:: Input
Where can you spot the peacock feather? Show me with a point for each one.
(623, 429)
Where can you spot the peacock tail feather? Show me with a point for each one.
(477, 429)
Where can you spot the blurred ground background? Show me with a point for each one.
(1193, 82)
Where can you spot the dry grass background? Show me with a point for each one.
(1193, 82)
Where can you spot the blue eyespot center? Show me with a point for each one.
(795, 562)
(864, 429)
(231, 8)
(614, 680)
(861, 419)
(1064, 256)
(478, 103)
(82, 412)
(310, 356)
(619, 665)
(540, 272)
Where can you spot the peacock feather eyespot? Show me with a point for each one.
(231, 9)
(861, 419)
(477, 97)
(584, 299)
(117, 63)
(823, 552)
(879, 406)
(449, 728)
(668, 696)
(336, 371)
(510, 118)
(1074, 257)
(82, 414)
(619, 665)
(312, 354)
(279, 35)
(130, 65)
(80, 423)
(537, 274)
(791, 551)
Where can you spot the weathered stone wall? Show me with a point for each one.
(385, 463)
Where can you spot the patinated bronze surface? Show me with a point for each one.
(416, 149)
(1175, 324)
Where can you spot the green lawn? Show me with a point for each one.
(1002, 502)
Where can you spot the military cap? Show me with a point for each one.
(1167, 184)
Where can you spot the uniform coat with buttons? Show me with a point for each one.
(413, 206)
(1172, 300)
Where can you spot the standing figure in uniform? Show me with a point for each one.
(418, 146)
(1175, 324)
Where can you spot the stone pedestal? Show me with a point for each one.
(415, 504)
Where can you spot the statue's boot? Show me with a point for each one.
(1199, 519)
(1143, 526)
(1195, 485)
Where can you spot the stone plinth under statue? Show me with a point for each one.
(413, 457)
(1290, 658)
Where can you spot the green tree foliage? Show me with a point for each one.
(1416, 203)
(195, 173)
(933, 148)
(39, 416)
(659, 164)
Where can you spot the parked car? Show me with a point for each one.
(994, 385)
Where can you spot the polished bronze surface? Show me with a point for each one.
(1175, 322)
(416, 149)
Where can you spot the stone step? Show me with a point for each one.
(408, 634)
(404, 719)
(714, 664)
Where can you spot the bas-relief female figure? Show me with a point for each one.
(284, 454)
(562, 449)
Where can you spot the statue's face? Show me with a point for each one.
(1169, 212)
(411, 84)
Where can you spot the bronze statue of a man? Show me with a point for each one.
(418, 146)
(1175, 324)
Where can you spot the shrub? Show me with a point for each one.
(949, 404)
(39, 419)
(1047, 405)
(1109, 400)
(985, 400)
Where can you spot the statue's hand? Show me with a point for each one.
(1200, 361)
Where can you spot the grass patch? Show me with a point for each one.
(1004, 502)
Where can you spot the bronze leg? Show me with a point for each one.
::::
▶ **Exercise details**
Transcribe all of the data so that each line matches the source exactly.

▶ **Response to the exercise**
Where can you spot the peacock feather? Show me with a point for each one.
(623, 429)
Where can you spot the peacock tail feather? Show me with a point for each one.
(477, 429)
Where can you spot the blurred ground background? Show me with a point for each one.
(1193, 82)
Where can you spot the dry grass background? Show me with a point for each one.
(1193, 82)
Where can you spot the blue eyespot center? Show me with a point for each one.
(795, 562)
(864, 429)
(231, 8)
(614, 680)
(861, 419)
(1064, 256)
(478, 103)
(82, 412)
(310, 356)
(619, 665)
(540, 272)
Where can you spot the peacock feather eyespot? Show me with a point for each one.
(231, 9)
(861, 419)
(477, 97)
(584, 299)
(117, 63)
(823, 552)
(879, 406)
(449, 728)
(668, 696)
(336, 371)
(510, 118)
(1074, 257)
(82, 414)
(619, 665)
(312, 354)
(279, 35)
(130, 65)
(80, 423)
(537, 274)
(791, 551)
Where can you spot the weathered stone wall? Show me with a point for each one.
(385, 463)
Where can you spot the patinated bronze surface? Show me with a point for each one.
(416, 149)
(1175, 324)
Where can you spot the green lawn? Show me with a point for each one.
(1002, 502)
Where can you spot the military cap? Show me with a point for each one.
(1167, 184)
Where can you spot the uniform coat with buttons? Show me with a point for each one.
(413, 206)
(1172, 300)
Where can you spot the standing figure in uniform? Show me with a point for each one.
(418, 146)
(1175, 324)
Where can you spot the stone pedestal? Show me with a point for each one.
(415, 504)
Where can you spot the statue's boot? Show me with a point for each one.
(1199, 519)
(1143, 526)
(1195, 485)
Where can you spot the stone plinth under statue? Show me with a point for each one.
(413, 457)
(1290, 658)
Where can you spot the green tree foliage? Show me with a point for each one.
(1416, 203)
(195, 173)
(933, 148)
(39, 416)
(659, 164)
Where can you spot the parked car? Show me with a point for each one.
(994, 385)
Where can you spot the polished bronze surface? Show me with a point for each one.
(1175, 322)
(416, 149)
Where can you spot the stone step? Show me with a point for each one.
(408, 634)
(404, 719)
(714, 664)
Where can you spot the bas-relief female figure? Show me with a point for each one.
(284, 454)
(562, 449)
Where can you spot the statue's face? Show me with a point for each one.
(1169, 212)
(411, 84)
Where can you spot the bronze statue of a man? Show me with a point for each one.
(418, 146)
(1175, 324)
Where can you spot the shrub? Show me with a point for each one.
(949, 404)
(39, 419)
(1047, 405)
(1109, 400)
(985, 400)
Where can you spot the statue's hand? Show me with a point for each one.
(1200, 361)
Where can you spot the grass patch? Show me with a point for each one.
(1004, 502)
Where can you spot the bronze leg? Show me with a point for each one.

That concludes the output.